» The problem: Given the entries below, please return each one exactly.

[Opening Data provided section]

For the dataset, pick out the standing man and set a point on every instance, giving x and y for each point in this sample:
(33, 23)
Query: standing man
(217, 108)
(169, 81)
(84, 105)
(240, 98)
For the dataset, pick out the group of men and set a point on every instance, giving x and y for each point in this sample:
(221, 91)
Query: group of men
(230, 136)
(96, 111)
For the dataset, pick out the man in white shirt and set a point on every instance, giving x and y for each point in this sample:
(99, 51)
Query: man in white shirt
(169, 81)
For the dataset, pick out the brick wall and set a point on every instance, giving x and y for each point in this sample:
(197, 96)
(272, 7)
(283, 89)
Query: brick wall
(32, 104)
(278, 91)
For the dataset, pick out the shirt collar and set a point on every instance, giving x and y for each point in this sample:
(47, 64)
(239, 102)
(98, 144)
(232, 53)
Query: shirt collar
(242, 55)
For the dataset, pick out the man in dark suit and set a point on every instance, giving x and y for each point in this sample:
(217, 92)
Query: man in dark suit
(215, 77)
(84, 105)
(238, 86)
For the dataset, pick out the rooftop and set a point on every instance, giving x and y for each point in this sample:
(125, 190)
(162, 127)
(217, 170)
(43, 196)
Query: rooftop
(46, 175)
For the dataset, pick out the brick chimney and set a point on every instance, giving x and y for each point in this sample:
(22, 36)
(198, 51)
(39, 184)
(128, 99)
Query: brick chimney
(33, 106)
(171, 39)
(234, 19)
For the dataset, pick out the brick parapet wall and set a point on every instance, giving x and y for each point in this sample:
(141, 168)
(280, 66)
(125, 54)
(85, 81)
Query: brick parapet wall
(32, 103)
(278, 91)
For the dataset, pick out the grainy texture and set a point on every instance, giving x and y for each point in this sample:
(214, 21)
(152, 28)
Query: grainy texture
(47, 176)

[Closing Data provided section]

» Solution for this task:
For the dataset, pick out the standing man and set a point on every instance, giving x and y for each point in this sample:
(33, 23)
Query: standing man
(217, 108)
(169, 81)
(84, 105)
(240, 98)
For the dataset, pick out the group of men and set a point on every instance, giving x and y for each point in this sample:
(221, 91)
Query: group of men
(230, 136)
(96, 111)
For the dataset, pick out the man in white shirt and set a point on every instance, giving x and y for each point in this sample:
(99, 51)
Query: man in white shirt
(169, 81)
For the dataset, pick out the brick wall and set a point on every instance, giving x and y for each point in this sample:
(197, 96)
(272, 7)
(283, 89)
Query: brick wall
(32, 104)
(278, 91)
For the dataset, pick out the shirt collar and set a point on every instance, giving x and y for each point in this sample:
(47, 64)
(239, 102)
(98, 144)
(232, 53)
Query: shirt collar
(242, 55)
For the dataset, pick out the man in dark suit and set a point on every instance, giving x and y for each point in this sample:
(217, 92)
Query: man in dark suit
(215, 77)
(84, 105)
(238, 86)
For the dataset, pick out the rooftop and set a point on every instance, giving x and y for each point in this sample:
(125, 190)
(162, 127)
(217, 170)
(43, 196)
Query: rooftop
(46, 175)
For the dataset, pick out the brick chimney and set a point on every instance, giving x and y for each point in this sample:
(22, 36)
(198, 51)
(39, 184)
(128, 99)
Query: brick chimney
(33, 106)
(171, 39)
(234, 19)
For the dataset, pick out the brick parapet wall and set a point on every instance, giving x and y for each point in this sample:
(141, 168)
(280, 66)
(125, 54)
(85, 81)
Query: brick parapet wall
(32, 103)
(278, 91)
For the dataset, pick out the grainy texture and set a point on every instance, giving x and y for each point in this sample:
(214, 21)
(152, 28)
Query: grainy texture
(47, 176)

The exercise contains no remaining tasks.